**About this exercise:** What is needed here is an exact reprint of every record below.

Content starts

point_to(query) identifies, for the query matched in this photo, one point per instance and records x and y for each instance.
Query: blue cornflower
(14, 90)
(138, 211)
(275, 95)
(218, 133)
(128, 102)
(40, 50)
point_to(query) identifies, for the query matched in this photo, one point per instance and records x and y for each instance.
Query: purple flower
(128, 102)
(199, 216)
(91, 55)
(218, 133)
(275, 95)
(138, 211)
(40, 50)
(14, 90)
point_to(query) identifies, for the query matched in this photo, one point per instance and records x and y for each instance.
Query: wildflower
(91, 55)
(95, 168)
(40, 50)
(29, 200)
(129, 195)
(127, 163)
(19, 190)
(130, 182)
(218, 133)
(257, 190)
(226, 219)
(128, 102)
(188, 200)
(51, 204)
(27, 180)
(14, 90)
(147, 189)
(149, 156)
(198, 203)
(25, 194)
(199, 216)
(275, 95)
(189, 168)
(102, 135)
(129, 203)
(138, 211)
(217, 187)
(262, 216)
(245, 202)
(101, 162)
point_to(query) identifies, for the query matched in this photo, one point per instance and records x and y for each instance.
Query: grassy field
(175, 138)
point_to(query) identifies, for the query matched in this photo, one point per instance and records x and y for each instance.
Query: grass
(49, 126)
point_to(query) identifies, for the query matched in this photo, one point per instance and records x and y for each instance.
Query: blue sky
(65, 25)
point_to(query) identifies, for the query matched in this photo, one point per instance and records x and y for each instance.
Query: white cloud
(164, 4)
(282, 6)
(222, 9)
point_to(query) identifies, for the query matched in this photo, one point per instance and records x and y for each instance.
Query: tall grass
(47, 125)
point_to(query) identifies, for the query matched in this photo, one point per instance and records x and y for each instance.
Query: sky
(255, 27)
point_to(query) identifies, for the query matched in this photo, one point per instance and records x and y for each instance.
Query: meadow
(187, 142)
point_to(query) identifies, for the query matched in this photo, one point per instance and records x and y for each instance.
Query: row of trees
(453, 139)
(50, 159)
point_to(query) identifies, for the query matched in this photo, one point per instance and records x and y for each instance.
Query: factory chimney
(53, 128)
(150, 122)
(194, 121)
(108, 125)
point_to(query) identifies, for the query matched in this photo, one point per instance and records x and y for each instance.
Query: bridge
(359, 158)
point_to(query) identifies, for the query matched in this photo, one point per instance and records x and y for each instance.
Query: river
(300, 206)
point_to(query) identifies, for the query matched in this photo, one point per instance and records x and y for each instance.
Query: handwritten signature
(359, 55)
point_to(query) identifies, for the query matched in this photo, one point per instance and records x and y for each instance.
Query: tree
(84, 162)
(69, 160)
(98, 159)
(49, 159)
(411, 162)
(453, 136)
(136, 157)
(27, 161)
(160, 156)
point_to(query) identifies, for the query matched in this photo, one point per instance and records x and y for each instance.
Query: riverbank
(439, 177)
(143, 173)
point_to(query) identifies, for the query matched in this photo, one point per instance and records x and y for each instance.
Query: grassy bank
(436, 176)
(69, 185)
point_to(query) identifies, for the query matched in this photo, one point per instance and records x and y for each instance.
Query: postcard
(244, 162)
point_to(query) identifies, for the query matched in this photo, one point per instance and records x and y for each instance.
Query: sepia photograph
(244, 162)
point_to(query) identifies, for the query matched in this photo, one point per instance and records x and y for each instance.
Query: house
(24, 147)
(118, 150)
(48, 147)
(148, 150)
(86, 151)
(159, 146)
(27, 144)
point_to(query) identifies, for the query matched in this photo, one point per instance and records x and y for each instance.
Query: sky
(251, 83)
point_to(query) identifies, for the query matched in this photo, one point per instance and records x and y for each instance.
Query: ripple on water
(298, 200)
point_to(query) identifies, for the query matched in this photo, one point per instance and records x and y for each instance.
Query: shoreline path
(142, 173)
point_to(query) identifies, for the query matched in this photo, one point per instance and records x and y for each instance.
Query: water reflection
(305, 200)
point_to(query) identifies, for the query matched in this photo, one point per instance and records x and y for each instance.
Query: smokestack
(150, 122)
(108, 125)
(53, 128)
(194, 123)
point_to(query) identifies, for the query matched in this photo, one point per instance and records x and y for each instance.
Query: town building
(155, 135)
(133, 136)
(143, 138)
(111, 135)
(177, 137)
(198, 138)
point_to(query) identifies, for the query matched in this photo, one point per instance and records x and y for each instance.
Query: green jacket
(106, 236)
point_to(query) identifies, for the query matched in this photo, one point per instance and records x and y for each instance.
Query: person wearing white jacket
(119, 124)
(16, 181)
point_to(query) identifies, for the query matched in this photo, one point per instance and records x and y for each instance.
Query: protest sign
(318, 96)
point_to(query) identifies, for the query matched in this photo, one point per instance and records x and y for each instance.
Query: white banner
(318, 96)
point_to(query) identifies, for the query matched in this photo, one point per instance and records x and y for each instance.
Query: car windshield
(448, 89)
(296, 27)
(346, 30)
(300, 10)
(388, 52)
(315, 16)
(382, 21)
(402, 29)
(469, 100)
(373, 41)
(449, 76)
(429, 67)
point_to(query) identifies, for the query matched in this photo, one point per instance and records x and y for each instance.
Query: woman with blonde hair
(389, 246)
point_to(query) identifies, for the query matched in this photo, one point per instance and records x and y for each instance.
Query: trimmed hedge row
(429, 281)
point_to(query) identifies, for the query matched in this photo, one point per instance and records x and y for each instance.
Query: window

Content ends

**Exercise output:**
point_to(query) identifies, for the query matched in this photo, one point per instance and records x and y for each instance.
Query: blue cornflower
(14, 90)
(138, 211)
(275, 95)
(218, 133)
(128, 102)
(40, 50)
point_to(query) identifies, for the query matched in this photo, one point per instance and records x and y for each instance.
Query: purple flower
(128, 102)
(199, 216)
(91, 55)
(218, 133)
(275, 95)
(138, 211)
(40, 50)
(14, 90)
point_to(query) identifies, for the query matched in this photo, one point per instance and records x and y for each instance.
Query: wildflower
(91, 55)
(95, 168)
(40, 50)
(29, 200)
(129, 195)
(127, 163)
(19, 190)
(130, 182)
(218, 133)
(257, 190)
(226, 219)
(128, 102)
(188, 200)
(51, 204)
(27, 180)
(14, 90)
(147, 189)
(149, 156)
(198, 203)
(25, 194)
(199, 216)
(275, 95)
(189, 168)
(102, 135)
(129, 203)
(138, 211)
(217, 187)
(262, 216)
(245, 202)
(101, 162)
point_to(query) identifies, for the query matched in this photo, one point per instance and records x and y for each instance.
Query: grassy field
(175, 138)
point_to(query) identifies, for the query matched in this photo, one point per instance and records x and y for each instance.
Query: grass
(49, 126)
point_to(query) identifies, for the query matched in this photo, one point per instance and records x and y for each instance.
Query: blue sky
(65, 25)
point_to(query) identifies, for the query matched in this photo, one point per instance and records x and y for each instance.
Query: white cloud
(164, 4)
(282, 6)
(222, 9)
point_to(query) identifies, for the query matched in this photo, one point per instance and records x and y for each instance.
Query: tall grass
(47, 125)
point_to(query) identifies, for the query matched in this photo, one point per instance and records x and y for each instance.
Query: sky
(255, 27)
point_to(query) identifies, for the query matched in this photo, one point per instance and records x and y for each instance.
Query: meadow
(187, 142)
point_to(query) identifies, for the query matched in this photo, one point per instance and records x and y for each instance.
Query: row of trees
(453, 139)
(50, 159)
point_to(query) identifies, for the query matched in this photo, one point per instance and records x and y for each instance.
Query: factory chimney
(53, 128)
(150, 122)
(194, 121)
(108, 125)
point_to(query) identifies, for the query matched in this photo, one point per instance and records x and y for each instance.
Query: bridge
(359, 158)
point_to(query) identifies, for the query matched in this photo, one point per instance and records x and y for each instance.
Query: river
(300, 206)
point_to(query) identifies, for the query matched in this photo, one point per instance and records x and y for each instance.
Query: handwritten signature
(359, 55)
point_to(query) identifies, for the query matched in this photo, one point per instance and records x and y for each instance.
Query: tree
(84, 162)
(69, 160)
(98, 159)
(49, 159)
(411, 162)
(453, 136)
(136, 157)
(27, 161)
(160, 156)
point_to(query) identifies, for the query matched in this photo, one point per instance and records x and y for each instance.
Query: riverbank
(439, 177)
(143, 173)
point_to(query) identifies, for the query matched in this photo, one point per instance and records x and y for each instance.
Query: grassy bank
(436, 176)
(69, 185)
point_to(query) identifies, for the query matched in this photo, one point per instance and records x and y for each instance.
Query: postcard
(244, 162)
point_to(query) identifies, for the query matched in this photo, one point per instance and records x and y for each instance.
Query: sepia photograph
(244, 162)
point_to(query) identifies, for the query matched in this photo, one point per instance and records x and y for each instance.
Query: house
(24, 147)
(118, 150)
(48, 147)
(148, 150)
(86, 151)
(159, 146)
(27, 144)
point_to(query) identifies, for the query matched in this photo, one point per instance and records x and y for each instance.
Query: sky
(251, 83)
point_to(query) identifies, for the query matched in this photo, one point per instance and records x and y for each instance.
Query: ripple on water
(298, 200)
point_to(query) identifies, for the query matched in this photo, one point per instance and records x and y for each instance.
Query: shoreline path
(142, 173)
point_to(query) identifies, for the query matched in this photo, one point per instance and records x and y for each instance.
Query: water reflection
(305, 200)
point_to(query) identifies, for the query matched in this photo, one point per instance and records x and y for each instance.
Query: smokestack
(150, 122)
(108, 125)
(53, 128)
(194, 123)
point_to(query) identifies, for the query matched in this photo, one point per instance and records x and y for each instance.
Query: town building
(155, 135)
(133, 136)
(143, 138)
(111, 135)
(177, 137)
(198, 138)
point_to(query) identifies, for the query matched in this photo, one point per instance and records x and y for each instance.
Query: green jacket
(106, 236)
point_to(query) identifies, for the query matched in this photo, one point per instance and records x and y for each instance.
Query: person wearing white jacket
(119, 124)
(16, 181)
point_to(query) identifies, for the query matched in this photo, one point per instance and records x and y for each instance.
Query: protest sign
(318, 96)
point_to(query) identifies, for the query matched in this photo, one point per instance and records x and y for each instance.
Query: white banner
(318, 96)
point_to(query) identifies, for the query matched in this photo, one point per instance and records x and y for each instance.
Query: car windshield
(448, 89)
(296, 27)
(346, 30)
(300, 10)
(388, 52)
(315, 16)
(382, 21)
(402, 29)
(469, 100)
(373, 41)
(449, 76)
(429, 67)
point_to(query) identifies, for the query matched in this photo, one point per instance and records x and y for each instance.
Query: woman with blonde hair
(389, 246)
point_to(query) identifies, for the query matched in this photo, one point per instance and records x and y for each instance.
Query: trimmed hedge row
(429, 281)
point_to(query) identifies, for the query matched in this photo, one point per instance and records x and y for each instance.
Query: window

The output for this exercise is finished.